## Consegna
Riporta le righe seguenti come elenco numerato, omettendo le righe vuote.

──────── Voci

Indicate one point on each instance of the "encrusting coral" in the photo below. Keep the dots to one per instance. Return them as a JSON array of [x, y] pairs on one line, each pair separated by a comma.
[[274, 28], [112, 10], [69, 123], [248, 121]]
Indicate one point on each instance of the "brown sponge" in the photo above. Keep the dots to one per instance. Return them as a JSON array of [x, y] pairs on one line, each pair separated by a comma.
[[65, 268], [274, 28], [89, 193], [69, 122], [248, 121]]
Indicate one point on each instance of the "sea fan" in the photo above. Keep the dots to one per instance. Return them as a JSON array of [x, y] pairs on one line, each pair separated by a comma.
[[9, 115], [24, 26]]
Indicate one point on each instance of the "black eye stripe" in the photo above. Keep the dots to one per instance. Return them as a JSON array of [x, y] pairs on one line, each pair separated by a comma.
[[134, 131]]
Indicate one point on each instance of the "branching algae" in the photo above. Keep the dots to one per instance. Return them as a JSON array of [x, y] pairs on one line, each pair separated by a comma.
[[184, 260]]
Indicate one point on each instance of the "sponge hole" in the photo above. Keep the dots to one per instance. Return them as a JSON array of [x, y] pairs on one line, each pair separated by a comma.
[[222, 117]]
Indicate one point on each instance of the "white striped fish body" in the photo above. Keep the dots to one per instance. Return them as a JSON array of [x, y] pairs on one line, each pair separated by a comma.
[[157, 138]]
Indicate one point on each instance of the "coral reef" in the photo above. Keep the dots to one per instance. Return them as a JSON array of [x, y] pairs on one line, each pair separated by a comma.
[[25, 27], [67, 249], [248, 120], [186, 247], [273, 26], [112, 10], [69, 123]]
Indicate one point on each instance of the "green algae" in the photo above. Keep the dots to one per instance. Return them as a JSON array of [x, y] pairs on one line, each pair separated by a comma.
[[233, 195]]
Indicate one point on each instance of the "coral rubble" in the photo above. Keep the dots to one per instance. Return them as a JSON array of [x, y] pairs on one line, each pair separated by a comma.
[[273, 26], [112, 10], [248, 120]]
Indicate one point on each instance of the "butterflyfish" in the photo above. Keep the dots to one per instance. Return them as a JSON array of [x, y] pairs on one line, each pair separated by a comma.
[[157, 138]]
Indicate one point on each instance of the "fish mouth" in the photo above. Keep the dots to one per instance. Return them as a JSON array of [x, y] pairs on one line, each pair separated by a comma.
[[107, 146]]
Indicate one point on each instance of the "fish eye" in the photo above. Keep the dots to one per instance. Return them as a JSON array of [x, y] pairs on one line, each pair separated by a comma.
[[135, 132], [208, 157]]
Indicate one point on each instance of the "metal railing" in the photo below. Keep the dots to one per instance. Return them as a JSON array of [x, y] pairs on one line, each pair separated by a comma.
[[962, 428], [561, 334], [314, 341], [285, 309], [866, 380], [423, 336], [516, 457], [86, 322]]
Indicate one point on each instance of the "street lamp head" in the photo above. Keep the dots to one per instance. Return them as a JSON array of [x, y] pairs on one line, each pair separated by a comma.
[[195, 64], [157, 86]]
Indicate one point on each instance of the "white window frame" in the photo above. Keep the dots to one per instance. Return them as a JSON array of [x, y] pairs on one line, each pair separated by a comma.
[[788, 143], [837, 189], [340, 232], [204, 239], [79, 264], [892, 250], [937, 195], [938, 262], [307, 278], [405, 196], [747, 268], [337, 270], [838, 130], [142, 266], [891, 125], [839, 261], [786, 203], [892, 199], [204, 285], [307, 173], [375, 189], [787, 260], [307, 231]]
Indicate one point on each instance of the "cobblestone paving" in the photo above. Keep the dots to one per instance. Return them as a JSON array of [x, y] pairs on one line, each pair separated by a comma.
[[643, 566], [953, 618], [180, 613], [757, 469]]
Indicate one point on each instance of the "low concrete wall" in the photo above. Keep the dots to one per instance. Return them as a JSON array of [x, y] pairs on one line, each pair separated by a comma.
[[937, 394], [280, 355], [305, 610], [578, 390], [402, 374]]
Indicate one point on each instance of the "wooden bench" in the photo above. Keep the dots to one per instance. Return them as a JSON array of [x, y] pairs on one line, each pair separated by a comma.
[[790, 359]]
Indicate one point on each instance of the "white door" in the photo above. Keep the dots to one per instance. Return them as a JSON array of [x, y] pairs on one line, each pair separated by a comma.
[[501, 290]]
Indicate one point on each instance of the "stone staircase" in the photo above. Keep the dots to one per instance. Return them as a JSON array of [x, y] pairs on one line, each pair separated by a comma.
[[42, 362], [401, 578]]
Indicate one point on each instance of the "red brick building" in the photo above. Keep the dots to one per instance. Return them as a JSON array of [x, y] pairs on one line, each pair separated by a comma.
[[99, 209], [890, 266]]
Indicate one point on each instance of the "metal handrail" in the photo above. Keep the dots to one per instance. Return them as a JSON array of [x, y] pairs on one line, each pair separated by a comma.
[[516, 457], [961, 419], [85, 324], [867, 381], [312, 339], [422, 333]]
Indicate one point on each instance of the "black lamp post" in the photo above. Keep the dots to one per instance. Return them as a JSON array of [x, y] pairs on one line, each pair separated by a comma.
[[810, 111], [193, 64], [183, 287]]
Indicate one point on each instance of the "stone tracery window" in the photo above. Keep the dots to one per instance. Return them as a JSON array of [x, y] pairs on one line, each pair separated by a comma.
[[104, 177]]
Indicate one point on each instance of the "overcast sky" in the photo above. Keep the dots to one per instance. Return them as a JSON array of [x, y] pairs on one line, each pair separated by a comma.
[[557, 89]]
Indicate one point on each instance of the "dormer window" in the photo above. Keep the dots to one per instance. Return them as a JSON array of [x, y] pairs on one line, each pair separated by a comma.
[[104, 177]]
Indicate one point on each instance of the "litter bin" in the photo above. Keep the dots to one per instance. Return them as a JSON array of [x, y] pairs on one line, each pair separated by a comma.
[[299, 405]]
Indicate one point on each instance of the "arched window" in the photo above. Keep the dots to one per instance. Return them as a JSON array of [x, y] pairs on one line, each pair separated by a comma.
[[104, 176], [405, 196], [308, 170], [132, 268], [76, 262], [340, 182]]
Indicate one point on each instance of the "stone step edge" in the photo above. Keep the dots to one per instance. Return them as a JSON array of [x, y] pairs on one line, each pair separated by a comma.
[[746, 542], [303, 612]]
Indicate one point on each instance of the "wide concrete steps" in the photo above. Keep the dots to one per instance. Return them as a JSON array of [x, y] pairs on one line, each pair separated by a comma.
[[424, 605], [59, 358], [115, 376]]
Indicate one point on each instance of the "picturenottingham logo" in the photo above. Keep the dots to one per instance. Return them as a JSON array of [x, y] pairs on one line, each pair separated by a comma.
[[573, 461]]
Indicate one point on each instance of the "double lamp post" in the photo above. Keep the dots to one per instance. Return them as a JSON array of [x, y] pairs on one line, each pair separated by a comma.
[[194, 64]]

────────────────

## Soluzione
1. Indicate one point on each instance of the "encrusting coral" in the photo below. Keep the dots to one per instance. Return them as a JSON array of [x, y] pairs on one line, each pair separated by a comma.
2. [[274, 28], [112, 10], [69, 123], [248, 121]]
3. Indicate one point on each instance of the "brown sponge" in the photo above. Keep the dots to one per instance. Return them as a JSON array of [x, y] pairs on one line, each pair separated by a comma.
4. [[65, 268], [274, 28], [89, 193], [69, 122], [248, 121]]
5. Indicate one point on each instance of the "sea fan" in the photo above. Keep the dots to one per instance. Return them as a JSON array of [x, y] pairs on one line, each pair separated by a comma.
6. [[9, 115], [24, 26]]
7. Indicate one point on each instance of the "black eye stripe" in the photo above. Keep the dots to one per instance. Return them as a JSON array of [x, y] pairs on one line, each pair separated by a comma.
8. [[134, 131]]
9. Indicate one point on each instance of the "branching algae" in the photo above. Keep the dots to one per instance. Return them as a JSON array of [x, y] pairs on one line, each pair separated by a comma.
10. [[184, 260]]
11. Indicate one point on each instance of the "sponge hole" in the photo above. Keep the dots to one per instance. Return them as a JSON array of [x, y] pairs on one line, each pair separated by a comma.
12. [[222, 117]]
13. Indicate one point on each instance of the "white striped fish body" in the photo above. Keep the dots to one per instance. Return them as a JSON array of [x, y] pairs on one line, each pair separated by a comma.
14. [[157, 138]]
15. Indicate one point on each instance of the "coral reef" in the photo above. Keep the dots to one per instance. Return them as a JSON array of [x, y] pairs on one line, each pair separated by a comma.
16. [[25, 27], [67, 249], [248, 120], [186, 247], [273, 26], [112, 10], [69, 123]]
17. Indicate one point on each instance of the "green algae" in the photo above. Keep the dots to one per instance. Return them as a JSON array of [x, y] pairs on one line, each pair separated by a comma.
18. [[233, 195]]
19. Indicate one point on each instance of the "coral rubble" in the photo above. Keep the dots to one per instance. Return them as a JSON array of [x, y] pairs on one line, each pair separated by a comma.
20. [[273, 26], [112, 10], [248, 120]]
21. Indicate one point on each instance of the "butterflyfish" in the photo above. Keep the dots to one per instance. Return them as a JSON array of [x, y] pairs on one line, each pair separated by a comma.
22. [[157, 138]]
23. Indicate one point on each instance of the "fish mouth" in the photo above. Keep the dots to one per instance. Return them as a JSON array of [x, y] pairs on one line, each pair separated by a comma.
24. [[107, 146]]
25. Indicate one point on each instance of the "fish eye" in the photo above. Keep the dots to one per instance. Return them as a JSON array of [x, y] pairs on one line, each pair separated by a comma.
26. [[135, 132], [208, 157]]
27. Indicate one point on each instance of the "metal railing" in the photo below. Keep the dots to one per instance. Return them as a JSON array of [x, y] pairs on one line, each pair separated by a comma.
28. [[962, 428], [561, 334], [314, 341], [285, 309], [866, 380], [423, 336], [516, 457], [86, 322]]
29. Indicate one point on each instance of the "street lamp head" in the photo above. Keep the dots to one per instance. Return them as a JSON array of [x, y] pairs on one line, each pair separated by a comma.
30. [[195, 64], [157, 86]]
31. Indicate one point on each instance of the "white window frame" in the photo above. Keep the dots to one per instance. Return them as a JSON array of [x, y] pairs on one line, each pair separated by a comma.
32. [[788, 143], [837, 189], [340, 232], [204, 239], [79, 264], [892, 250], [937, 195], [938, 262], [307, 278], [405, 196], [747, 268], [337, 270], [838, 130], [142, 266], [891, 125], [839, 261], [786, 203], [892, 199], [204, 285], [307, 173], [375, 189], [787, 260], [307, 231]]
33. Indicate one point on each instance of the "cobblestone paving" in the photo above. Keep the dots to one per instance. Return them as a JSON array of [x, y] pairs on one line, each pair separated by a comma.
34. [[643, 566], [953, 618], [180, 613], [757, 469]]
35. Indicate one point on each instance of the "low concrete wall" in the photo above. Keep the dots to one per instance. Return them as a JSON array of [x, y] pairs on one line, each pair separated by a comma.
36. [[937, 394], [280, 355], [305, 610], [578, 390], [402, 374]]
37. Indicate one point on each instance of the "wooden bench" in the photo above. Keep the dots to one per instance. Return them as a JSON array of [x, y] pairs on one line, each pair separated by a comma.
38. [[790, 359]]
39. Indicate one point on each instance of the "white door" in the photo above. Keep the dots to one per instance. Return them as a JSON array of [x, y] pairs on one line, each pair separated by a comma.
40. [[501, 290]]
41. Indicate one point on each instance of the "stone staircase" in the photo above. Keep the dots to one per instance. Return them as a JSON array of [x, y] pairs on one line, each pair separated by a comma.
42. [[42, 362], [401, 578]]
43. Indicate one point on each instance of the "red brick building" in the photo above. Keep the dots to one per instance. Return them as a JSON array of [x, y] pairs on one line, each pair separated by a comma.
44. [[99, 209], [890, 266]]
45. Indicate one point on each instance of the "metal handrail" in the photo above. Keep the dots to one per instance. Return them as a JSON array of [x, y] pairs on one line, each pair separated by a comma.
46. [[516, 457], [961, 419], [85, 324], [867, 381], [312, 339], [422, 333]]
47. Indicate one point on each instance of the "black lamp post" in the photo above. Keep the dots to one per instance. Return them as a JSON array of [x, y] pairs on one line, each pair separated by a comma.
48. [[810, 111], [193, 64], [183, 287]]
49. Indicate one point on each instance of the "stone tracery window" in the photo above. Keep the dots to one per instance. Return them as a JSON array of [x, y] pairs on one line, each pair separated by a comma.
50. [[104, 177]]
51. Indicate one point on each instance of the "overcast sky" in the photo above. Keep the dots to one per instance. Return them as a JSON array of [x, y] pairs on one line, each pair separated by a comma.
52. [[557, 89]]
53. Indicate one point on each instance of the "dormer window" in the photo above. Keep the dots to one per instance. Return them as a JSON array of [x, y] pairs on one line, each pair separated by a comma.
54. [[104, 177]]
55. Indicate one point on each instance of the "litter bin" in the photo above. Keep the dots to one per instance. Return them as a JSON array of [x, y] pairs on one line, each pair separated by a comma.
56. [[299, 405]]
57. Indicate one point on each instance of the "arched window" in the photo above. Keep the dots to one per instance. Return them as a JSON array of [x, y] pairs on one line, each pair separated by a comma.
58. [[104, 176], [405, 196], [308, 170], [132, 268], [76, 262], [340, 182]]
59. Indicate one point on each instance of the "stone step edge" in the photo above. Keep the dots to one per instance. Return them as a JSON array of [x, y] pairs on one line, each pair separated by a comma.
60. [[746, 542], [303, 612]]
61. Indicate one point on each instance of the "wide concrete steps" in the photo above. Keep the dots to one per instance. Return them as a JSON array of [x, y] pairs on one line, each pair separated by a comma.
62. [[424, 605], [59, 358], [115, 376]]
63. Indicate one point on each instance of the "picturenottingham logo" in the photo above. Keep the dots to one per instance. Return them as a JSON array of [x, y] pairs on one line, each pair separated by a comma.
64. [[573, 461]]
65. Indicate one point on each instance of the "double lamp post" in the photo above. Keep the dots to one per instance. Return them as a JSON array of [x, y] pairs on one line, each pair separated by a comma.
66. [[194, 64]]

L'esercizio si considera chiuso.